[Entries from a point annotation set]
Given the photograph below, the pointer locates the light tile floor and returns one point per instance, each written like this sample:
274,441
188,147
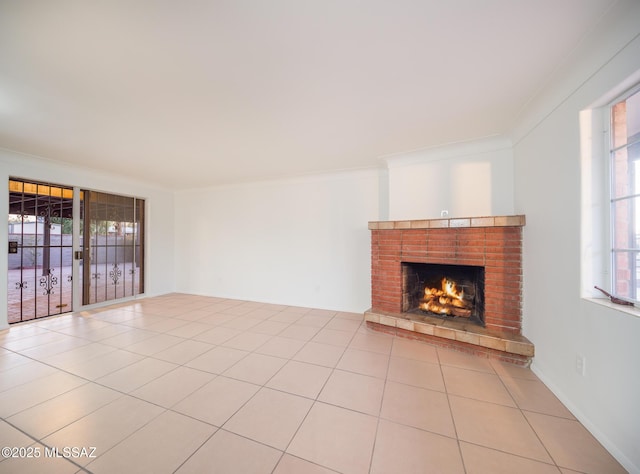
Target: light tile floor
184,383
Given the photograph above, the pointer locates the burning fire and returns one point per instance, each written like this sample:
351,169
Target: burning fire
446,300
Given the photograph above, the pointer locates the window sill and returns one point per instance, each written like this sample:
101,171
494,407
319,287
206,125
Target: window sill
632,310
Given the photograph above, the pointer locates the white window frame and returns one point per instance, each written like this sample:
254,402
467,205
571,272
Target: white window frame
612,199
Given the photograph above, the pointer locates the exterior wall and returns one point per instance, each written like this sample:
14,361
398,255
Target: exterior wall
559,316
159,256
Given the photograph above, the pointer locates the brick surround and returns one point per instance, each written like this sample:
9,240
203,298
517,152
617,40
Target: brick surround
494,243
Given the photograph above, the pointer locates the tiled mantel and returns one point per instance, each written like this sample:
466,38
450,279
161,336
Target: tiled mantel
388,237
489,221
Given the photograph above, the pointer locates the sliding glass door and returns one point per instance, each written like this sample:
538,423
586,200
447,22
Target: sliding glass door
112,236
40,250
100,258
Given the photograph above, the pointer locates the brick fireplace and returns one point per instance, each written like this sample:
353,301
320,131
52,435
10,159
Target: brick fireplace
491,245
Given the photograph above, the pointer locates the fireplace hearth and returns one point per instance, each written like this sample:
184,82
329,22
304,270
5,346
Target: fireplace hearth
453,282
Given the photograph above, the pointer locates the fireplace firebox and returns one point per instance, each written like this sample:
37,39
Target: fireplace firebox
446,291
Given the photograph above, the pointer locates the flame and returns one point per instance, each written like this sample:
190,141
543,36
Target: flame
445,300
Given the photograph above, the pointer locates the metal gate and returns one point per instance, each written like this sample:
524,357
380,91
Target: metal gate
113,246
40,250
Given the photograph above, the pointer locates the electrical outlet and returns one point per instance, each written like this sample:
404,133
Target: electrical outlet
580,364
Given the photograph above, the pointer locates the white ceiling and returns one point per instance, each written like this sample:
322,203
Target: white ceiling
197,92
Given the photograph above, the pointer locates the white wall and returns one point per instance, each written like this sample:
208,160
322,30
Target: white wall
467,179
299,241
560,323
160,215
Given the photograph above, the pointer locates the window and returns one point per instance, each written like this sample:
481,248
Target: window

EXERCISE
Please set down each line of the data above exactly as written, without the pictures.

RESPONSE
Given the photograph below, the pointer locates the light tile floor and returns one point per instance, each written like this sample:
274,441
188,147
Target: light tile floor
184,383
Given the photograph above, the pointer locates the burning fire and returns one point per instance, each written like this sample:
351,169
Target: burning fire
446,300
Given the photograph above, the pointer locates the window sill and returns one point per instance, each written like this sample:
101,171
494,407
319,287
206,125
Target: window sill
632,310
Given the photograph above, the pointer locates the white window frame and returns one point per instance, each written like this sample:
254,402
467,205
571,272
Target: white window frame
612,199
Given the photograph above, the pointer locates the exterior wall and returns one point per instance, each written like this sample:
14,361
398,255
Target: exterior wall
559,316
159,256
Given the photograph above, the pointer locates the brick surround and returns one point per instance, each written like this sample:
9,240
203,298
517,152
617,40
Target: brick surround
494,243
Given the photograph above, the pointer locates the tiled mantel and returns one point per instance, each written like this sample:
466,38
450,279
161,336
Target: tiled mantel
388,237
489,221
Given the photograph above, the pointer locates the sliding glass door and returns one point per instance, each written like this sample:
538,423
586,200
447,22
Target: sliding glass door
112,236
40,250
100,258
Given the photograph above, the pointer locates the brick fireplace and returns one point per instance, each written like this sample:
353,301
320,131
52,435
10,159
Target: brick fireplace
491,245
Given the photograph above, the pointer locates the fireplace hearth and returns one point per instance, each written like this sample:
184,82
329,22
304,270
5,346
Target: fireplace hearth
453,282
Given the photograph above, the pointer locates the fireplace firebox and returns one point per instance, each written like this sample:
37,39
Target: fireplace firebox
446,291
Given the photograph above, the pointer locates the flame and returns one point per instance, each written like this sample:
190,141
543,36
Target: flame
445,300
Given the photograph above, the pointer locates the metal gate and returns one point per instance, each written like this sample:
524,357
380,91
Target: metal gate
113,246
40,250
Given the photograph above, the pointer locates the electrical outlet and returns one point per instance, each written like this sample:
404,133
Target: electrical outlet
580,364
Given the photograph above, the pointer locates the white ceiling and returns one point per instance, each written like this sample:
322,203
Target: white ceiling
197,92
Given the photograph above, the pointer locates the white wall and returns one point per instance, each written like this sample:
208,160
322,30
Target: white wall
467,179
299,241
560,323
160,215
Given the photograph above, the pointer locates the window and returns one point per instance, each written like this sample:
481,248
Target: window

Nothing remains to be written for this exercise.